(Примеры обнаружения)
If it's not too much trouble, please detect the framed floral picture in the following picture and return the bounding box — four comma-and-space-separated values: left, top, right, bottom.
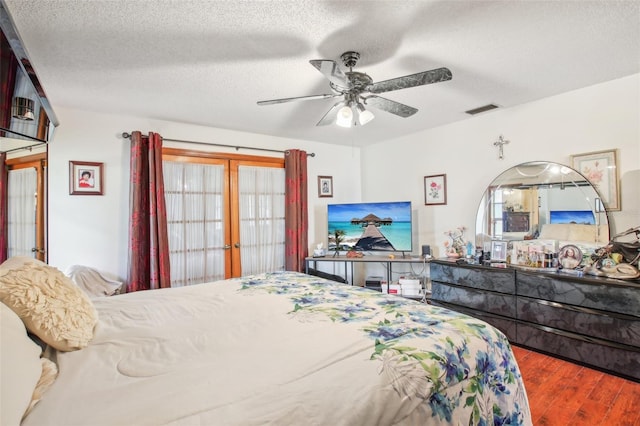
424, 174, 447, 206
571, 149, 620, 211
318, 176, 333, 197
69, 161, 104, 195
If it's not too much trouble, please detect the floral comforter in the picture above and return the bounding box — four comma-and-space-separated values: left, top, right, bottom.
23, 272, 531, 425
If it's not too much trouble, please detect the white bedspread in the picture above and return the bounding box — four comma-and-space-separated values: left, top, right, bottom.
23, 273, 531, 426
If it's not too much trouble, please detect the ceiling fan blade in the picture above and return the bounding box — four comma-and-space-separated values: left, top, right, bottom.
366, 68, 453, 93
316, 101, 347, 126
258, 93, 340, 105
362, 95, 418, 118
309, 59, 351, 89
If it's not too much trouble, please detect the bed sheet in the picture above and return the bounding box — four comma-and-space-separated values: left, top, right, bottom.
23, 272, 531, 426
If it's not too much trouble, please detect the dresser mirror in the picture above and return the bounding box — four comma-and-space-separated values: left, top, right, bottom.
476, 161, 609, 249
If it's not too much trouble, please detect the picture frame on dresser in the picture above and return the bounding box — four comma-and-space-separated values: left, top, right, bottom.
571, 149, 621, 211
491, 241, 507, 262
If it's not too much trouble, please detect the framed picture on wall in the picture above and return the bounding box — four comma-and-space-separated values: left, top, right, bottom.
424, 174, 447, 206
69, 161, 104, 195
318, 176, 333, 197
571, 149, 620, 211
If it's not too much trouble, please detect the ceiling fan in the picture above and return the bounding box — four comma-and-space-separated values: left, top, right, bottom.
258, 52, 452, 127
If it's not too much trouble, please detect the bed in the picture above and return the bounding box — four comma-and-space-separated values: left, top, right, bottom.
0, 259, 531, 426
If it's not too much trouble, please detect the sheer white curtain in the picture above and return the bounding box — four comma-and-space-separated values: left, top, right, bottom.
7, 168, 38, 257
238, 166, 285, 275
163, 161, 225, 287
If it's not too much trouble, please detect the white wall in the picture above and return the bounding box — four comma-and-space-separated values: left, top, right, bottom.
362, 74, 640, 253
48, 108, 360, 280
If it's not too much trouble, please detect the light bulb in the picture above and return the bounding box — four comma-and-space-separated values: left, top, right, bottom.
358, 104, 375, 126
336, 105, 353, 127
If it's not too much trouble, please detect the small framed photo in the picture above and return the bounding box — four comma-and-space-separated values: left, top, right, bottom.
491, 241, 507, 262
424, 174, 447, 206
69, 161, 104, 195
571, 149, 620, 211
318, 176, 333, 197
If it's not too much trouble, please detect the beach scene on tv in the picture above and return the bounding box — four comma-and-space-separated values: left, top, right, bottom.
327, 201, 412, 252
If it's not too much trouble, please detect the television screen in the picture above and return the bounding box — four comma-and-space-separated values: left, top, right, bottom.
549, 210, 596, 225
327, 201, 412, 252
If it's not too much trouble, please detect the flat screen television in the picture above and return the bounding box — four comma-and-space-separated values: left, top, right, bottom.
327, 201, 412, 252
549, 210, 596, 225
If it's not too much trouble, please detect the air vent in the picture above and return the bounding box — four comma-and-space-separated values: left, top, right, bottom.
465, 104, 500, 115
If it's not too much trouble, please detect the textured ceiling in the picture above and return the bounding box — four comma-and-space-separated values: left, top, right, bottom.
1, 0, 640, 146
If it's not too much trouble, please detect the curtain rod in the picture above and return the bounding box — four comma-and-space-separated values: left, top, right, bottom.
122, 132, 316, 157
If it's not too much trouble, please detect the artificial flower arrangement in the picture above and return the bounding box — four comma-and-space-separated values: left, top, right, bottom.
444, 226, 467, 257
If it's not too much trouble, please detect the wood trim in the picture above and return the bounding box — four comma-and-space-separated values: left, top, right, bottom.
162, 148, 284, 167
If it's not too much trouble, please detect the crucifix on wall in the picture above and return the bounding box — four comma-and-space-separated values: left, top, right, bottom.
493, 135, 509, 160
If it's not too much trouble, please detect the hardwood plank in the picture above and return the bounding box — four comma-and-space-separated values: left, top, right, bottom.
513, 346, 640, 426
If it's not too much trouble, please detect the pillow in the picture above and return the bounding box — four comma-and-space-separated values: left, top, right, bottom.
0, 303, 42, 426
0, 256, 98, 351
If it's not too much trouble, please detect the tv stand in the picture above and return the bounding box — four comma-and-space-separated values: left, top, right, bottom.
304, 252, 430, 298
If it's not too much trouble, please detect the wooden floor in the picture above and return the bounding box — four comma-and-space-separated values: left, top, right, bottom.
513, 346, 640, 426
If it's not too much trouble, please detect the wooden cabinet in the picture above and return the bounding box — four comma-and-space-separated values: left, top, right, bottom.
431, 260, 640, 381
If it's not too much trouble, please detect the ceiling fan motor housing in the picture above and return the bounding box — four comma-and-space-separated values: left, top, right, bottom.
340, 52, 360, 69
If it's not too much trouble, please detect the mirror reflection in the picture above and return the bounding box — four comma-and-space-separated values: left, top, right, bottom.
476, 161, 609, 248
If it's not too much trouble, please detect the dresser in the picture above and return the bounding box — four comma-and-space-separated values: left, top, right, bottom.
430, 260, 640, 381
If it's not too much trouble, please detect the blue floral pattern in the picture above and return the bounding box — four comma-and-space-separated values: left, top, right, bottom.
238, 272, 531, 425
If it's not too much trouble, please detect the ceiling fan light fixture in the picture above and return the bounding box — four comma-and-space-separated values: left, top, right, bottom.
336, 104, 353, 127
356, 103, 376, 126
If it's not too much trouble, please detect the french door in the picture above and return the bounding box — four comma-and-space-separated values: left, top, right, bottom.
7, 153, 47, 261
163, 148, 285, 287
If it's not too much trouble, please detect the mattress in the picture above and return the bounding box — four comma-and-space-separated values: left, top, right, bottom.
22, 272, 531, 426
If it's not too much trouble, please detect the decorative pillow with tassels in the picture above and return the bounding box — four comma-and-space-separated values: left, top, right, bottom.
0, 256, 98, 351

* * *

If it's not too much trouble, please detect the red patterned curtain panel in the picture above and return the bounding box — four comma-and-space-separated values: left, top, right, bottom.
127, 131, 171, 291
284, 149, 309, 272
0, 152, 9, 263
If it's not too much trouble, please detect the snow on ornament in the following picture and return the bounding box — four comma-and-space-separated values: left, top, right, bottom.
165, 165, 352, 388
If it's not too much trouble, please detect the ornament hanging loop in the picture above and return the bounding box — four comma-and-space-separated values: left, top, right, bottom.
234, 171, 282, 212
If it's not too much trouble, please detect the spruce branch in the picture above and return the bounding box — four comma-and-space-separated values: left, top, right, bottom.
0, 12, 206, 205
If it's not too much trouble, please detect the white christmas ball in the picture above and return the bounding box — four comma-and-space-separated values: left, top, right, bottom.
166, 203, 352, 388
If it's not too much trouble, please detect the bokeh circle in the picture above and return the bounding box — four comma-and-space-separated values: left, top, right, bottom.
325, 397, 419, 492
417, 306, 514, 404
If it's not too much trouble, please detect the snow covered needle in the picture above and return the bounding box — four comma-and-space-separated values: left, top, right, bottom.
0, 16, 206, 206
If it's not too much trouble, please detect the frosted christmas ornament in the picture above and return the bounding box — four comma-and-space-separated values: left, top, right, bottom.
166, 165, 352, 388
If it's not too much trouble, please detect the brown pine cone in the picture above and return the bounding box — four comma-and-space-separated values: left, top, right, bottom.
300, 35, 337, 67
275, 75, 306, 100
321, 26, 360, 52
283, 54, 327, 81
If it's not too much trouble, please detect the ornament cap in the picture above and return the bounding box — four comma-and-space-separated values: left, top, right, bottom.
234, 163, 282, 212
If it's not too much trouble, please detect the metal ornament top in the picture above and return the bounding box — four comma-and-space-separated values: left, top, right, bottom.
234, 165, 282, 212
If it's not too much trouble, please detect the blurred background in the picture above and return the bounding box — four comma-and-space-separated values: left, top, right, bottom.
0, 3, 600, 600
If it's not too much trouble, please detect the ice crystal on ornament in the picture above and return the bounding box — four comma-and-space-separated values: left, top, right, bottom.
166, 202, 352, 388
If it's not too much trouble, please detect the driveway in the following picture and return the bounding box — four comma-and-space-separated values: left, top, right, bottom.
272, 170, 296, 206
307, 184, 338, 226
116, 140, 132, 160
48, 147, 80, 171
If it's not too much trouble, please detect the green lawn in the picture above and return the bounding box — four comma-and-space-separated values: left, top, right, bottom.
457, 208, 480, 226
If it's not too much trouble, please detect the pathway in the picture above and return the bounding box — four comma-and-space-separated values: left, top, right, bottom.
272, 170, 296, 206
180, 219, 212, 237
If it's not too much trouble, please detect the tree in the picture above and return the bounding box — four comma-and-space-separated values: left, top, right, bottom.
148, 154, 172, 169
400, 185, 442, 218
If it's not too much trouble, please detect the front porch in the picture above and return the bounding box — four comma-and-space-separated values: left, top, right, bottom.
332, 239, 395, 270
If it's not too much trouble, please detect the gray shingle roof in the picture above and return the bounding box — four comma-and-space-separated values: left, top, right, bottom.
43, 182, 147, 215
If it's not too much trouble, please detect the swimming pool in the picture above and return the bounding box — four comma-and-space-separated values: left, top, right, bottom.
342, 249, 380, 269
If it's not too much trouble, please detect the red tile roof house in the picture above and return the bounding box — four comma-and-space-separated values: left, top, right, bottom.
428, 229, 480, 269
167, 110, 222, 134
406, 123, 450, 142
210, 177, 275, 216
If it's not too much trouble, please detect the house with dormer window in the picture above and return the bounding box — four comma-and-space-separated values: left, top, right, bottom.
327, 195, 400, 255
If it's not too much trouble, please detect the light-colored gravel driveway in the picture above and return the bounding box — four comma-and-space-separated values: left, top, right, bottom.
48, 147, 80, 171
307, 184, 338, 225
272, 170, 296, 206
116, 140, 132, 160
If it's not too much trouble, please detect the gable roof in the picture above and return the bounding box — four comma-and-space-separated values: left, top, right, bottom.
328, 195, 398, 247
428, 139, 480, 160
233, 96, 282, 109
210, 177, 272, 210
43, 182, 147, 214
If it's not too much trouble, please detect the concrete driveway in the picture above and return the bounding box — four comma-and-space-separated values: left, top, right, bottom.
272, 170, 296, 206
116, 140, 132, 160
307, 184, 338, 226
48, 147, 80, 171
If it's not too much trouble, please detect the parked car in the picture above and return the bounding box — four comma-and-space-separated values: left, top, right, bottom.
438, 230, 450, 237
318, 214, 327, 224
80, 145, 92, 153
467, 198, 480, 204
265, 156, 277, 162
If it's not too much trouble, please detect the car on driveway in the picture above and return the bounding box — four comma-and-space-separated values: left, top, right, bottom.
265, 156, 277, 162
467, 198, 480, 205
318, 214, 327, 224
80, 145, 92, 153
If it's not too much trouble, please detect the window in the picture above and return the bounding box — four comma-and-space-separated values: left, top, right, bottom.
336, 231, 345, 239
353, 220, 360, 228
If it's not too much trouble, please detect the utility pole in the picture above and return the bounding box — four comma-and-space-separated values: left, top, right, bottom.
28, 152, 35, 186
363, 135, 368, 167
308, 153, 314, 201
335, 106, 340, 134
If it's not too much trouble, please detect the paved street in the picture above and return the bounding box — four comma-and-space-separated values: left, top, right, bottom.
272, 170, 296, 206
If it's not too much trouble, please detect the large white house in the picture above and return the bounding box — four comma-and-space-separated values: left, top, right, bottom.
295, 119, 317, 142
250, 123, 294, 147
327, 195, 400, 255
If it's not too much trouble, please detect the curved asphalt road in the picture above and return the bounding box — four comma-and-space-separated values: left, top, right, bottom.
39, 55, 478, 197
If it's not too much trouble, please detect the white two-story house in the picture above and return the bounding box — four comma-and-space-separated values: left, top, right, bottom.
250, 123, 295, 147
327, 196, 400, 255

Условие задания
Приведите строки материала от строки с «If it's not too much trouble, please detect the green» до строки с «332, 239, 395, 270» включительно, заменив «pathway» на «walkway» и сохранив всё остальное без изменений.

Ответ
If it's not too much trouble, please detect the green lawn in the picture above and return the bounding box — four comma-and-space-separated values: left, top, right, bottom.
457, 208, 480, 226
If it's not too much trouble, please detect the walkway in the picture above and return the bounding box — four comma-and-space-separated values: left, top, right, bottom.
272, 170, 296, 206
180, 219, 212, 237
If it's not too much trouble, please detect the tree in the picture above and return the bounding box — four comma-and-space-separated values: left, top, right, bottom.
148, 154, 172, 169
400, 185, 442, 218
If it's not too much trouble, please detect the front porch in the picture above and return the bounding box — four comma-and-space-separated values: left, top, right, bottom.
332, 239, 395, 270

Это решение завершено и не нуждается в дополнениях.